═════ Material for this task

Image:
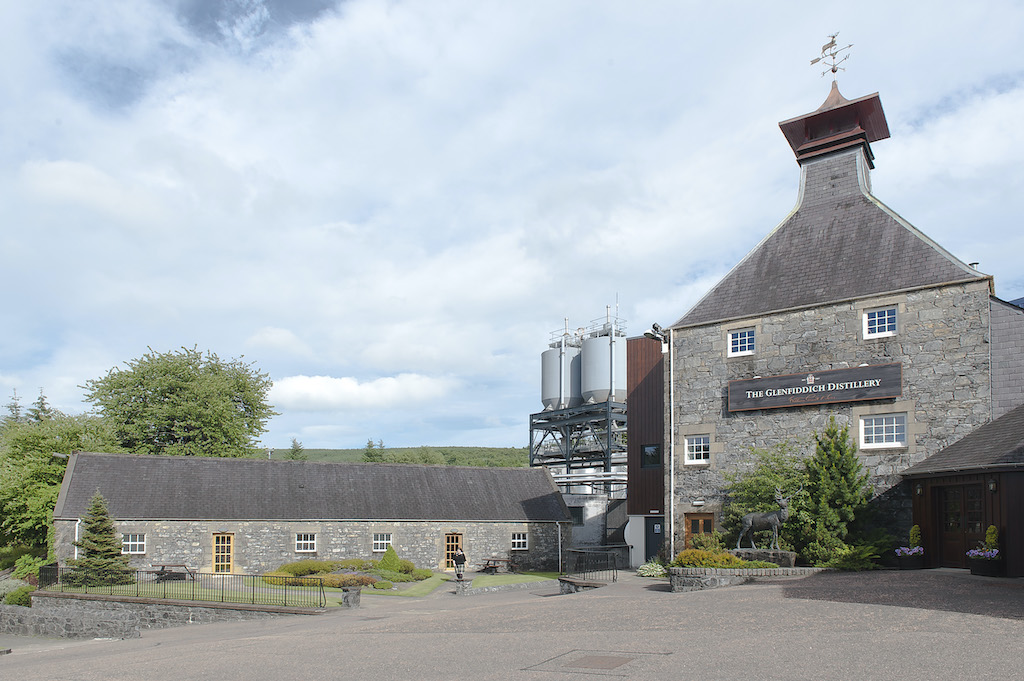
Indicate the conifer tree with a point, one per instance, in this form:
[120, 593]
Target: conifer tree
[102, 562]
[297, 452]
[837, 481]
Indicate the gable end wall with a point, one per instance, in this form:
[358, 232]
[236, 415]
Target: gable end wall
[942, 346]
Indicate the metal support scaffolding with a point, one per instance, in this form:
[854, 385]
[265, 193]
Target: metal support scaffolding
[574, 441]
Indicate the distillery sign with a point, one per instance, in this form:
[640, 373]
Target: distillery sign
[841, 385]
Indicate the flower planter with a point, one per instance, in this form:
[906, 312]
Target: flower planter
[911, 562]
[985, 567]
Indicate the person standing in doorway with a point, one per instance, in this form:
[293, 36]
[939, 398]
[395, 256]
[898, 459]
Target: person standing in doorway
[460, 563]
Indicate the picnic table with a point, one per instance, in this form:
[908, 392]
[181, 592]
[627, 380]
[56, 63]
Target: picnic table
[173, 571]
[494, 564]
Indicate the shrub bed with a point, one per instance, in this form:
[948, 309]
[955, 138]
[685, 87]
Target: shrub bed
[19, 596]
[305, 567]
[7, 586]
[720, 559]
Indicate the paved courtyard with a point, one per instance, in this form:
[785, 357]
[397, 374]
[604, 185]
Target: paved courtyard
[887, 625]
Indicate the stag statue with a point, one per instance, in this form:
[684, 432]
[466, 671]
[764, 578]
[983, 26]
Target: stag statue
[753, 522]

══════════

* _Exercise_
With the line that contains "Indicate the flower" as your start, reproduce the data above exactly through its last line, and nothing before that start.

* _Task output_
Indicate the flower planter with a point, one per instance, in this form:
[906, 312]
Target: flower planter
[911, 562]
[985, 567]
Indicate the person standing in doorway with a point, one per instance, in this form:
[293, 36]
[939, 398]
[395, 256]
[898, 459]
Target: person standing in doorway
[460, 563]
Indicate the picnic table with a point, one per instance, in this form:
[908, 392]
[181, 592]
[627, 380]
[56, 63]
Target: picnic table
[173, 571]
[494, 564]
Indicate the shrub bed with a point, one per instance, in this form:
[948, 309]
[955, 138]
[685, 87]
Target: shrub bed
[19, 596]
[305, 567]
[7, 586]
[720, 559]
Indicate the paved courtyard with a point, one per instance, in this form:
[785, 357]
[397, 374]
[604, 185]
Target: paved courtyard
[887, 625]
Indicate the stag statue with a point, one per instance, in this form:
[684, 432]
[466, 671]
[764, 578]
[983, 26]
Target: stag statue
[753, 522]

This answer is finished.